PROBLEM DETAILS:
Retyped exactly and without pictures, the lines from the one with "locate: overcast sky" through the end of the listing must form the entire answer.

DATA SHOWN:
● ● ● ●
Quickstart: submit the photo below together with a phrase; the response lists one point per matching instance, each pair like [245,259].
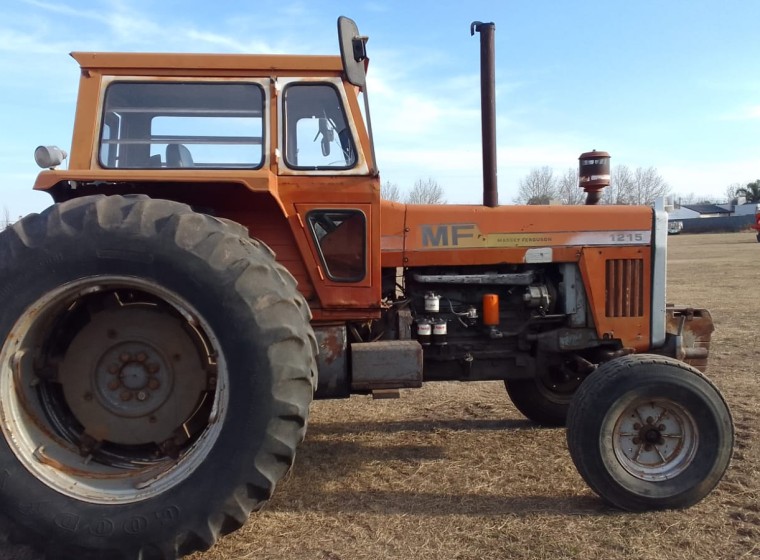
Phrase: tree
[648,185]
[568,190]
[751,192]
[426,191]
[642,186]
[538,187]
[390,191]
[621,182]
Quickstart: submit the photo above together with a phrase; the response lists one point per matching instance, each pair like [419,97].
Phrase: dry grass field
[453,471]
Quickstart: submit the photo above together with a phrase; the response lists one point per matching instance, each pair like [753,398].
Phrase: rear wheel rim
[107,415]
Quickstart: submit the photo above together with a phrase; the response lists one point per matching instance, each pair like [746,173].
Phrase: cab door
[323,172]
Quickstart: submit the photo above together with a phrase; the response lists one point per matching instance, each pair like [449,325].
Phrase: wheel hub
[133,379]
[655,440]
[133,375]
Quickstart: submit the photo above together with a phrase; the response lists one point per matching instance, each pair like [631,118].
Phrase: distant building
[690,211]
[732,216]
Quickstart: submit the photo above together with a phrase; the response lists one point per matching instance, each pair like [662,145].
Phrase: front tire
[155,378]
[648,432]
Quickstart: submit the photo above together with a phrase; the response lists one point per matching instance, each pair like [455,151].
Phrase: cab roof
[172,62]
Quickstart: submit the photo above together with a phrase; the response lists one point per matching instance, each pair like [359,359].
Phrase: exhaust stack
[593,174]
[488,110]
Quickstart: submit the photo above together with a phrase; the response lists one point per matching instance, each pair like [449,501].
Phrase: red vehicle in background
[756,225]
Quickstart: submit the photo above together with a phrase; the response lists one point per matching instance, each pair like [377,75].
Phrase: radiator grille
[625,288]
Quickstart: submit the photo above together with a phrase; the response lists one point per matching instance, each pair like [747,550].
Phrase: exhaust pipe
[594,174]
[488,110]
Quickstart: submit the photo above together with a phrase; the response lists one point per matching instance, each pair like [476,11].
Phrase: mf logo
[447,235]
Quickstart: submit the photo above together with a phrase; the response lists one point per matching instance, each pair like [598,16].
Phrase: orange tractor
[218,254]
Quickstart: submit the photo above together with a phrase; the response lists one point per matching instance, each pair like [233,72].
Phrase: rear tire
[155,378]
[648,433]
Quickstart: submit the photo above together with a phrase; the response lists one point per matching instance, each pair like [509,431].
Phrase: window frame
[316,239]
[107,118]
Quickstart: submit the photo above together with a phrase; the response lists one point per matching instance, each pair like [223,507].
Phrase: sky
[673,85]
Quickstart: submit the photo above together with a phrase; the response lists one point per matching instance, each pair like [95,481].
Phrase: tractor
[218,254]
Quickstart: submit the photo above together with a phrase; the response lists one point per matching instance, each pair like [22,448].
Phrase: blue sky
[674,85]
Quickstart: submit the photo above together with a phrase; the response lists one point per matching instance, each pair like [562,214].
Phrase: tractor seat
[177,155]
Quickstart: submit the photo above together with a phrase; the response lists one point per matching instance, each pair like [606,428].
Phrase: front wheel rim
[655,440]
[74,419]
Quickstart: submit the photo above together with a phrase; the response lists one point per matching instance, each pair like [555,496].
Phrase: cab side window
[341,240]
[169,125]
[316,131]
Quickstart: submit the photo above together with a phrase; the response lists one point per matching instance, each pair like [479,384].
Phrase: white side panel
[659,275]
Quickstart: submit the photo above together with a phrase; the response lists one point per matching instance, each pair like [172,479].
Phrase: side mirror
[353,51]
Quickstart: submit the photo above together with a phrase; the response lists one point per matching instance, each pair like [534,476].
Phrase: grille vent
[625,288]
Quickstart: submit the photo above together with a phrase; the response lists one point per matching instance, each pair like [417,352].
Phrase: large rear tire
[648,432]
[155,378]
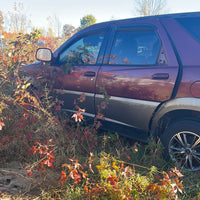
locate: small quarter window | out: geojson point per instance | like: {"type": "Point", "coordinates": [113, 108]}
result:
{"type": "Point", "coordinates": [83, 52]}
{"type": "Point", "coordinates": [135, 48]}
{"type": "Point", "coordinates": [191, 25]}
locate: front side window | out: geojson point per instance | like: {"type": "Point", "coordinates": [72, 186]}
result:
{"type": "Point", "coordinates": [82, 52]}
{"type": "Point", "coordinates": [135, 48]}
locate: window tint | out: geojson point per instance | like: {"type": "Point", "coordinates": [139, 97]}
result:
{"type": "Point", "coordinates": [135, 48]}
{"type": "Point", "coordinates": [84, 51]}
{"type": "Point", "coordinates": [191, 25]}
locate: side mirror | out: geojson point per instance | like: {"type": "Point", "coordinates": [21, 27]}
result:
{"type": "Point", "coordinates": [44, 54]}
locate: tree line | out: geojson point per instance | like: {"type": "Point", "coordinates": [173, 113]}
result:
{"type": "Point", "coordinates": [17, 20]}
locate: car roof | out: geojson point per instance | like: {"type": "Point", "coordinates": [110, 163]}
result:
{"type": "Point", "coordinates": [129, 20]}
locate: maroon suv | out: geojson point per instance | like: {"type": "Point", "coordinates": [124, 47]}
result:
{"type": "Point", "coordinates": [150, 68]}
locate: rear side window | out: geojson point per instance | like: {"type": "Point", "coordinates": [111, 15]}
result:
{"type": "Point", "coordinates": [82, 52]}
{"type": "Point", "coordinates": [191, 25]}
{"type": "Point", "coordinates": [135, 48]}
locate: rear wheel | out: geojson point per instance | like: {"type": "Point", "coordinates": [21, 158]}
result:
{"type": "Point", "coordinates": [182, 144]}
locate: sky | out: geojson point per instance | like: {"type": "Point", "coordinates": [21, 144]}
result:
{"type": "Point", "coordinates": [71, 11]}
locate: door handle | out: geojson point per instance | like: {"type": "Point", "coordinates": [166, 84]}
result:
{"type": "Point", "coordinates": [90, 74]}
{"type": "Point", "coordinates": [160, 76]}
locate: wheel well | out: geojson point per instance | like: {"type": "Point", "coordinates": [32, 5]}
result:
{"type": "Point", "coordinates": [174, 116]}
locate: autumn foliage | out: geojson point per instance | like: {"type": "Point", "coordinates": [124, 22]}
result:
{"type": "Point", "coordinates": [42, 138]}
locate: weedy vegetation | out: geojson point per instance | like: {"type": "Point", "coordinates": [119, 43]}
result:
{"type": "Point", "coordinates": [60, 157]}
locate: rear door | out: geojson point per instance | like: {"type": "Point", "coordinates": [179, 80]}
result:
{"type": "Point", "coordinates": [139, 71]}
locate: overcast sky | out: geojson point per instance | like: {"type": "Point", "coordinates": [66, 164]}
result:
{"type": "Point", "coordinates": [71, 11]}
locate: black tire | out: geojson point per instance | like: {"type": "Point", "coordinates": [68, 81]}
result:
{"type": "Point", "coordinates": [182, 144]}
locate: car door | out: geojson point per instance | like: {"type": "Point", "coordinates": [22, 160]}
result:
{"type": "Point", "coordinates": [76, 70]}
{"type": "Point", "coordinates": [139, 72]}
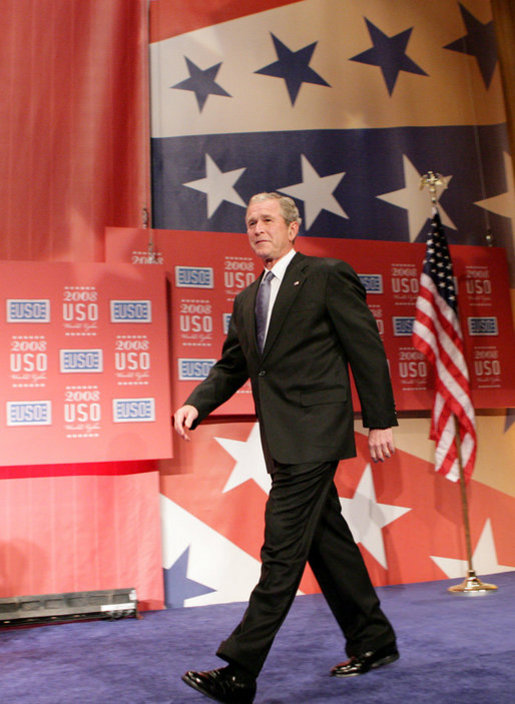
● ● ● ●
SOLUTION FOR THIS EXERCISE:
locate: overcast sky | out: geojson point per instance | like: {"type": "Point", "coordinates": [66, 164]}
result:
{"type": "Point", "coordinates": [71, 11]}
locate: black tire | out: geojson point per instance | like: {"type": "Point", "coordinates": [68, 81]}
result:
{"type": "Point", "coordinates": [182, 144]}
locate: car door | out: geojson point per instance | like: {"type": "Point", "coordinates": [22, 160]}
result:
{"type": "Point", "coordinates": [76, 70]}
{"type": "Point", "coordinates": [139, 72]}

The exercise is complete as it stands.